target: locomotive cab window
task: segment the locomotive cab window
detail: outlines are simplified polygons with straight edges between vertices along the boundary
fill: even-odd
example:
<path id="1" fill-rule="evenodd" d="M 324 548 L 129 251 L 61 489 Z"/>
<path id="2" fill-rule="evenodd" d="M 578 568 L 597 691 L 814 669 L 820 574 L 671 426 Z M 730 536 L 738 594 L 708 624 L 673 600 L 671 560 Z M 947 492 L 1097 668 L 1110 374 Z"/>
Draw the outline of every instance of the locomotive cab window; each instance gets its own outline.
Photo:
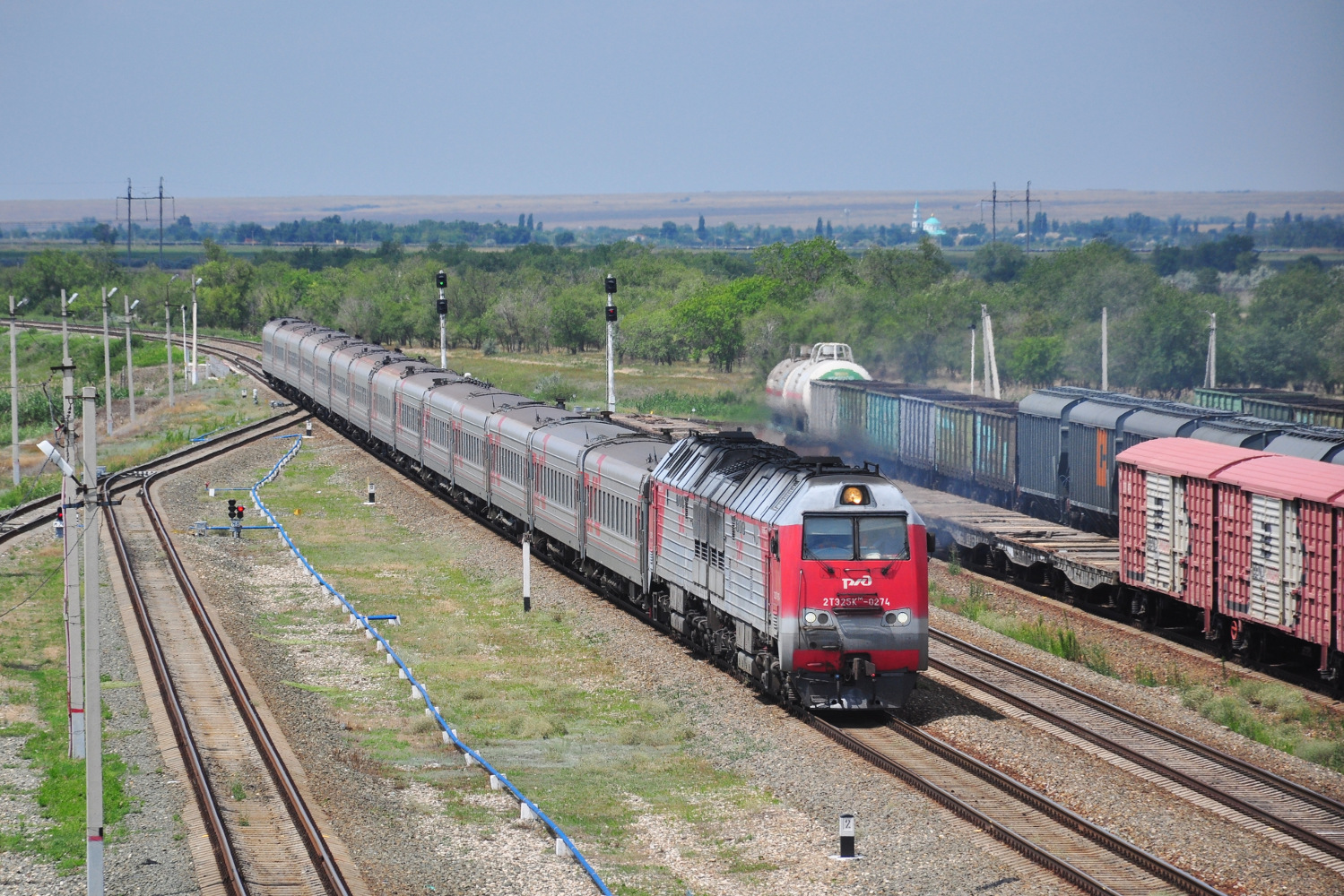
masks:
<path id="1" fill-rule="evenodd" d="M 806 516 L 805 560 L 909 560 L 905 514 Z"/>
□ □ □ □
Present every line of the entries above as a numbered list, skipping any blank lines and leaving the pictures out.

1. target: locomotive cab window
2. task: segment the locomotive cab window
3. detail: outlines are simplified polygons with straight edges between vertices along the boundary
4. fill: even-odd
5. example:
6. <path id="1" fill-rule="evenodd" d="M 324 548 L 129 251 L 61 489 Z"/>
7. <path id="2" fill-rule="evenodd" d="M 578 568 L 597 691 L 814 669 L 820 574 L 671 426 Z M 730 536 L 738 594 L 708 624 L 673 600 L 671 560 Z M 947 492 L 1097 668 L 1110 374 Z"/>
8. Draw the outline of every instance of the locomotive cab window; each instance gets its own outline.
9. Photo:
10. masks:
11. <path id="1" fill-rule="evenodd" d="M 806 516 L 805 560 L 909 560 L 905 514 Z"/>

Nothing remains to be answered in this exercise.